By the end of our summer course three years ago I thought I was doing pretty well. Now, reviewing and painfully transcribing my video, I notice how much I’ve slipped back. I give too much verbal feedback, saying “yeah” repeatedly rather than staying silent or giving a minimal encouragers such as “mmm”: I nod my head vigorously, and give off nervous energy rather than creating calm. When I do reply, I can’t often quite articulate full empathy, and I’m often led off on a tangent by plot, simply following along a story by asking what happened next rather than focusing on the client and affect. This is early days yet, but I also wonder if my experience as an educator, and my age, make this particularly hard for me. I’m used to facilitating, trying to pull disparate ideas together quickly, to get to the intellectual core of the topic under discussion. Now I have to learn a very different skill – how to be led by another, and how to respond not so much to the cognitive but to the affective. Being older, I think, does mean that you become a little more set in your ways: those ruts of behaviour are a little deeper, and a little more difficult to get out of. I’m conscious that I need more practical experience in which I’m given feedback from others and in which I develop capacities for self-reflection, and yet the course as a whole does not provide enough of it, in the first year at least. And at last part of his is me, and my own preference to wander off into theory and criticism, rather than trying to apply knowledge, to express it somehow at the level of the body.

========

### Aim of the exercise:
Decide whether each statement agrees with the passage above, giving yes or no and quoting the words of the passage that settle it. (a) The writer felt the summer course three years ago had gone badly. (b) The writer gives "mmm" as an example of a minimal encourager. (c) The writer says the course offers enough practical experience in the first year.

### Provided information:
========

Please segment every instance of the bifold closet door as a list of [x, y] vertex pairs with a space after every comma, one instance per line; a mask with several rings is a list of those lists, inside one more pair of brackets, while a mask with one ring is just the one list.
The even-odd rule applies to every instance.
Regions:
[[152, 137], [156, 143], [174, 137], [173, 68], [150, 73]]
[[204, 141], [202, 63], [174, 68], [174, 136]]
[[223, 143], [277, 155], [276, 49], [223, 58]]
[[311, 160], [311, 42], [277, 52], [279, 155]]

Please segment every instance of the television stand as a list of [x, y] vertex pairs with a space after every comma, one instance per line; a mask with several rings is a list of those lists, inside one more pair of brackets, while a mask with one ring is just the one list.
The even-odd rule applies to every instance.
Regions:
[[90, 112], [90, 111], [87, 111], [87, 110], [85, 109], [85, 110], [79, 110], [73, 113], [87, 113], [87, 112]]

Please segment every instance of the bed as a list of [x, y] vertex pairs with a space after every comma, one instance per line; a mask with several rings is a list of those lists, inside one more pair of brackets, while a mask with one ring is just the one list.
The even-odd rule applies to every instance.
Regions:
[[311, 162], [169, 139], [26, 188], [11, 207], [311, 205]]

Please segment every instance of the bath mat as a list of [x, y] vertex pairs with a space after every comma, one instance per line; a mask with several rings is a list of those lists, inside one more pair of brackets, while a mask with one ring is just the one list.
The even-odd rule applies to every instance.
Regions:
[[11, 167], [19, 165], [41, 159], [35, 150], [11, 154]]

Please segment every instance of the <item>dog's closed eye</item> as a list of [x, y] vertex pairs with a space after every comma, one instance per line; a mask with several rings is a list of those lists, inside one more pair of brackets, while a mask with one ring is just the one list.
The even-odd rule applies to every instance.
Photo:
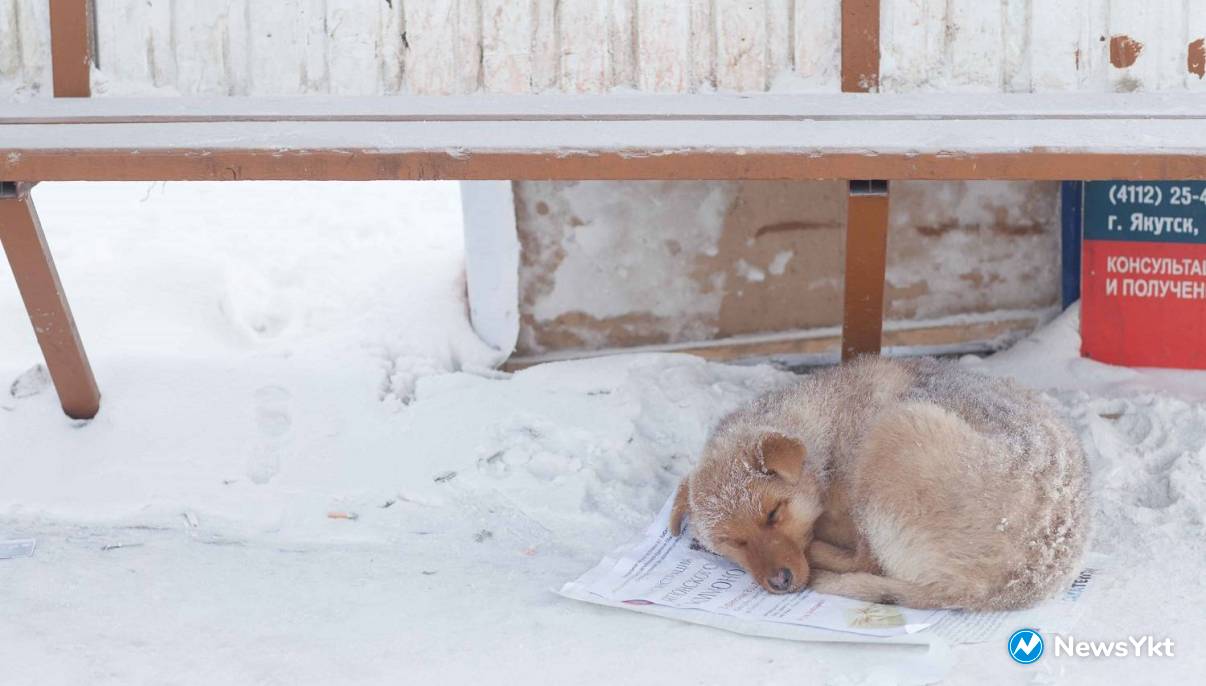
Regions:
[[783, 511], [784, 503], [786, 503], [786, 500], [779, 500], [779, 503], [774, 506], [774, 509], [771, 510], [769, 514], [767, 514], [766, 526], [773, 527], [774, 524], [779, 523], [779, 514]]

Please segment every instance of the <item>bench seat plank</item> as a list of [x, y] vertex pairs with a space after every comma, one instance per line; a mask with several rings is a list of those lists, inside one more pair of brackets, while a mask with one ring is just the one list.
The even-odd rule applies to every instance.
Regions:
[[1206, 96], [53, 100], [0, 180], [1206, 178]]

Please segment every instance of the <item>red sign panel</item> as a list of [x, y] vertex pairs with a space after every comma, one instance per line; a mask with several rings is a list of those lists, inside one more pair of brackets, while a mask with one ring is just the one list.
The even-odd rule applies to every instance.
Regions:
[[1206, 182], [1085, 184], [1081, 353], [1206, 369]]

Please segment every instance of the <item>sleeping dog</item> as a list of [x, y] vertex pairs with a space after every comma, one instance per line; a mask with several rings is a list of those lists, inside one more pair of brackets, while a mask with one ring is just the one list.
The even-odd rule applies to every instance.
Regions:
[[1076, 434], [1036, 394], [956, 363], [867, 357], [726, 417], [671, 530], [767, 591], [1000, 610], [1050, 596], [1089, 523]]

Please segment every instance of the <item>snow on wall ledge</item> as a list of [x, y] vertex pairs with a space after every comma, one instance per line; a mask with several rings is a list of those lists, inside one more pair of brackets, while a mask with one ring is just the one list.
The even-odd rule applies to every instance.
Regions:
[[[839, 0], [95, 0], [98, 94], [836, 90]], [[0, 94], [49, 94], [0, 0]], [[1206, 90], [1206, 0], [883, 0], [884, 90]]]

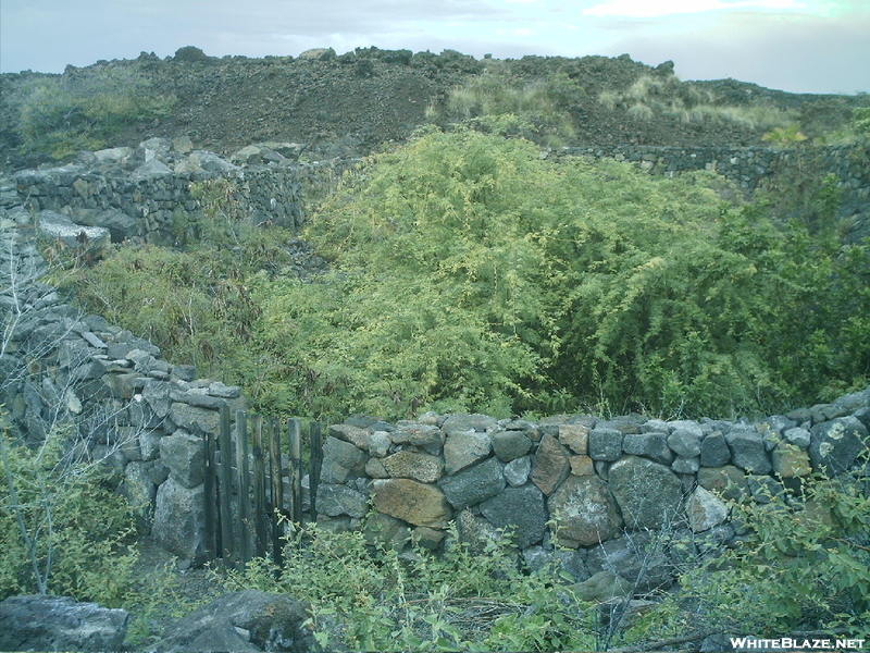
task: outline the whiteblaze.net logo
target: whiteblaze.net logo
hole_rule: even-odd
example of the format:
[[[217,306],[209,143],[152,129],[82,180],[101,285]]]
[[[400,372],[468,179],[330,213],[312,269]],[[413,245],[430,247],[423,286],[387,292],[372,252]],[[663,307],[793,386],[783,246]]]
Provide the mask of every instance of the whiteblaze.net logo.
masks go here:
[[[780,639],[758,639],[755,637],[732,637],[731,648],[735,651],[862,651],[867,640],[859,639],[800,639],[783,637]]]

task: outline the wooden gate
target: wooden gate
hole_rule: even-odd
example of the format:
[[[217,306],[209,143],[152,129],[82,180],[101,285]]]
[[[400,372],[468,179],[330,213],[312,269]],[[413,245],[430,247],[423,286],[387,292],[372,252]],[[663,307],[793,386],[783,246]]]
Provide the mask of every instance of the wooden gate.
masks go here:
[[[285,434],[286,433],[286,438]],[[235,436],[234,436],[235,435]],[[281,424],[275,418],[221,409],[219,433],[203,438],[206,465],[206,544],[211,559],[229,567],[270,556],[281,565],[285,521],[301,523],[301,420]],[[315,496],[323,460],[321,424],[310,424],[310,507],[316,520]]]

========

### Exercise output:
(a) No: "By the end of our summer course three years ago I thought I was doing pretty well."
(b) Yes: "minimal encouragers such as “mmm”"
(c) No: "the course as a whole does not provide enough of it, in the first year at least."